▶ Brief 1:
Name every badge that the base-model capabilities table below lists as fake.

Capabilities the Base Model Already Has (No Skill Gain)¶

Capability	Evidence
Correct project-type routing (service / cli)	Correct in 3/3 scenarios
Removes fake badges (Travis CI, Codecov, npm)	Correct in the 1/1 relevant scenario (Eval 3)
Corrects wrong config sections	Correct in the 1/1 relevant scenario (Eval 3)
Fixes outdated commands (`go run` -> `make run-server`)	Correct in the 1/1 relevant scenario (Eval 3)
Removes internal `Verified` / `Not verified` labels	Correct in the 1/1 relevant scenario (Eval 3)

▶ Brief 2:
In the rows, take the part that opens with the line containing "of green leaf." and closes with the line containing "[0,0,820,544]", and write it out again with "overlapping" switched to "intersecting" and nothing else changed.

▶ Extracted information:
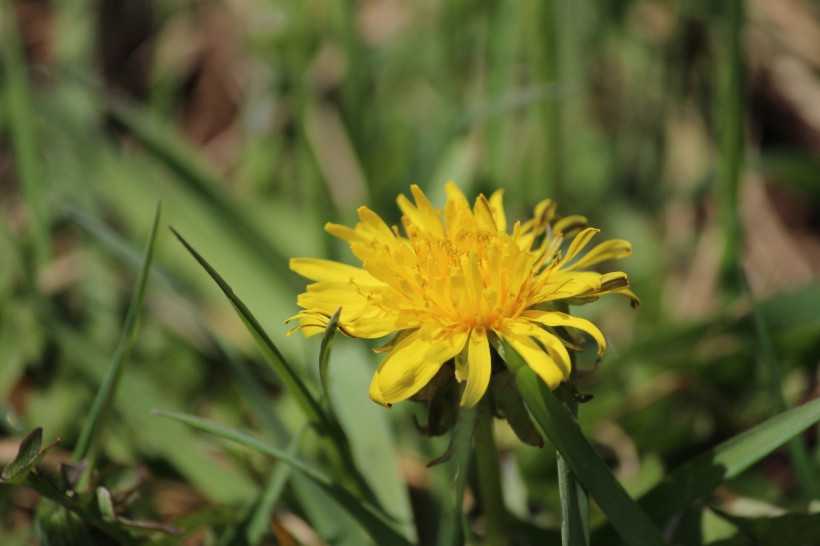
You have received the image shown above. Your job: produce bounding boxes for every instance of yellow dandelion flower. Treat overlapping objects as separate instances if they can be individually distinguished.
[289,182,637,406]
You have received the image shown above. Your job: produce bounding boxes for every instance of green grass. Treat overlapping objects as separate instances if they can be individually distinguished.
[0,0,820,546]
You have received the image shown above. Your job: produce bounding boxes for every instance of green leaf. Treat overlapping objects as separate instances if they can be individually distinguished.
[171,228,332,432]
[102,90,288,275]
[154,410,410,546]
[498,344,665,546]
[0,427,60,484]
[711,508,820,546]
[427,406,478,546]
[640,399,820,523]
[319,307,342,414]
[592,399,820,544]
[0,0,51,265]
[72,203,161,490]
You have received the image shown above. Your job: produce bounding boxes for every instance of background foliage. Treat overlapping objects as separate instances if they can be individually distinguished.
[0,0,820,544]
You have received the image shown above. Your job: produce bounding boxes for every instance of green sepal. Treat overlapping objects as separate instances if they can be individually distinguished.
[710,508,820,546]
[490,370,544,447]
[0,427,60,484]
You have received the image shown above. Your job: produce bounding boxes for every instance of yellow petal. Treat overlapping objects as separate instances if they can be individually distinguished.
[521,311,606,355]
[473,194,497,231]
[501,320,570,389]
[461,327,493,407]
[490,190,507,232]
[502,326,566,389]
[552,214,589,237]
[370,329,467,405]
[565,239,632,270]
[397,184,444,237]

---

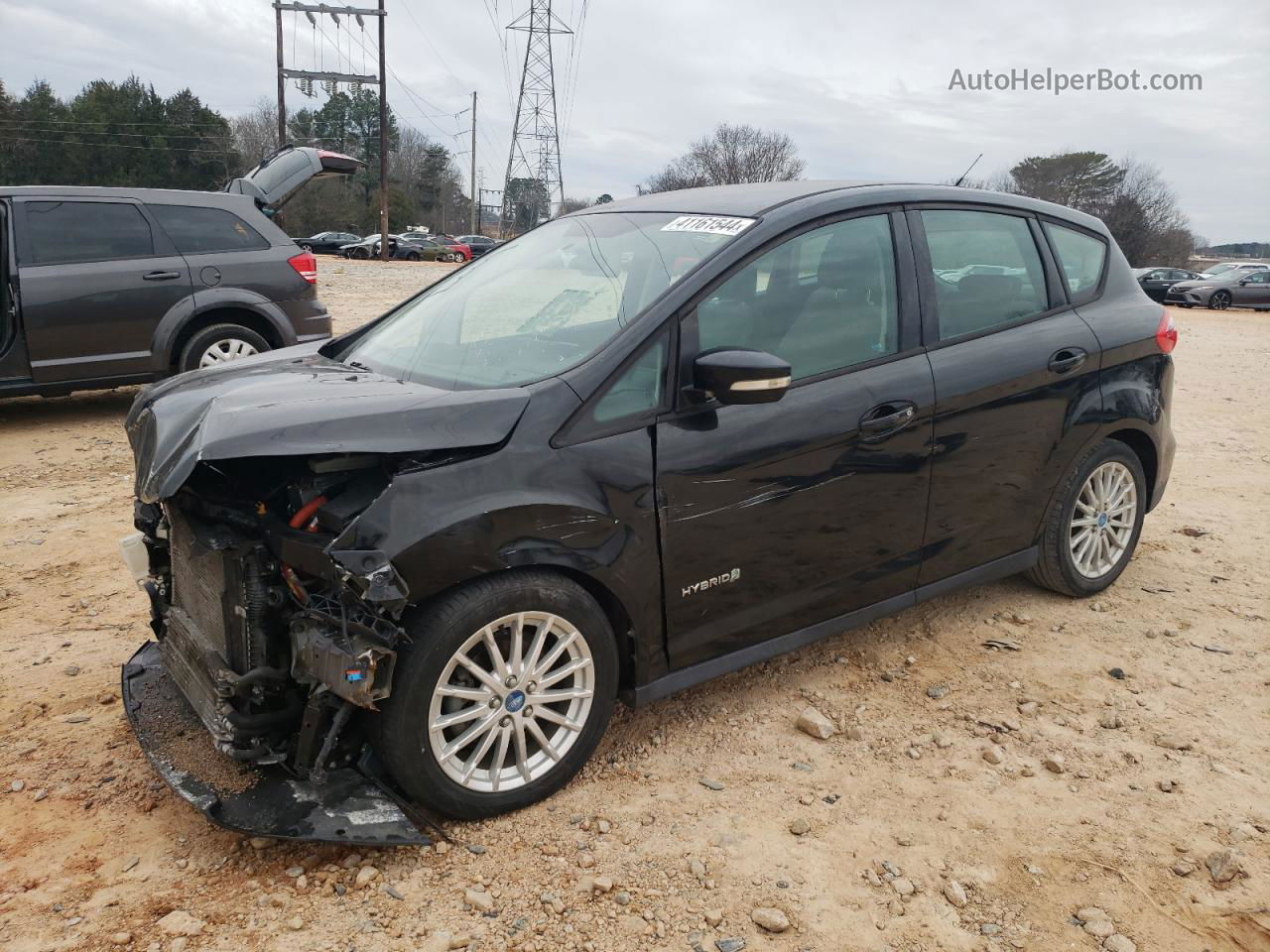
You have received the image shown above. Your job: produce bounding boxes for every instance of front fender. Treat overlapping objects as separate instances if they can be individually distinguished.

--

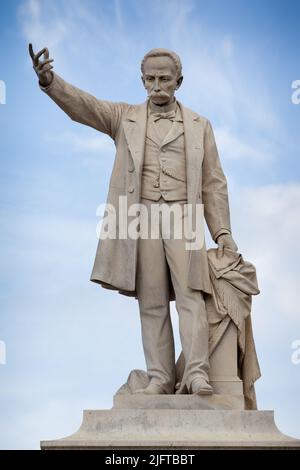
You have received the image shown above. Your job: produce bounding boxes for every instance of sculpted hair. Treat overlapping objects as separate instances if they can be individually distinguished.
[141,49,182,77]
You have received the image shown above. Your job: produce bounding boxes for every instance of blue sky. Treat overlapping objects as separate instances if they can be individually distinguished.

▶ Written reply 1:
Travis CI, Codecov, npm

▶ Written reply 2:
You have received the image shown above. Your job: produce bounding boxes for every instance of green leaf. Treat intersecting objects as separate instances if they can be individually distinguished.
[171,228,332,432]
[102,90,288,275]
[154,410,410,546]
[498,344,665,546]
[0,427,60,484]
[711,508,820,546]
[427,406,478,546]
[640,399,820,523]
[319,307,342,414]
[592,399,820,544]
[0,0,51,265]
[72,203,161,490]
You have received the image shown above. Your job: produce bounding boxes for every instance of background foliage. Treat intersecting objects as separate instances if they can be individually distinguished.
[0,0,820,544]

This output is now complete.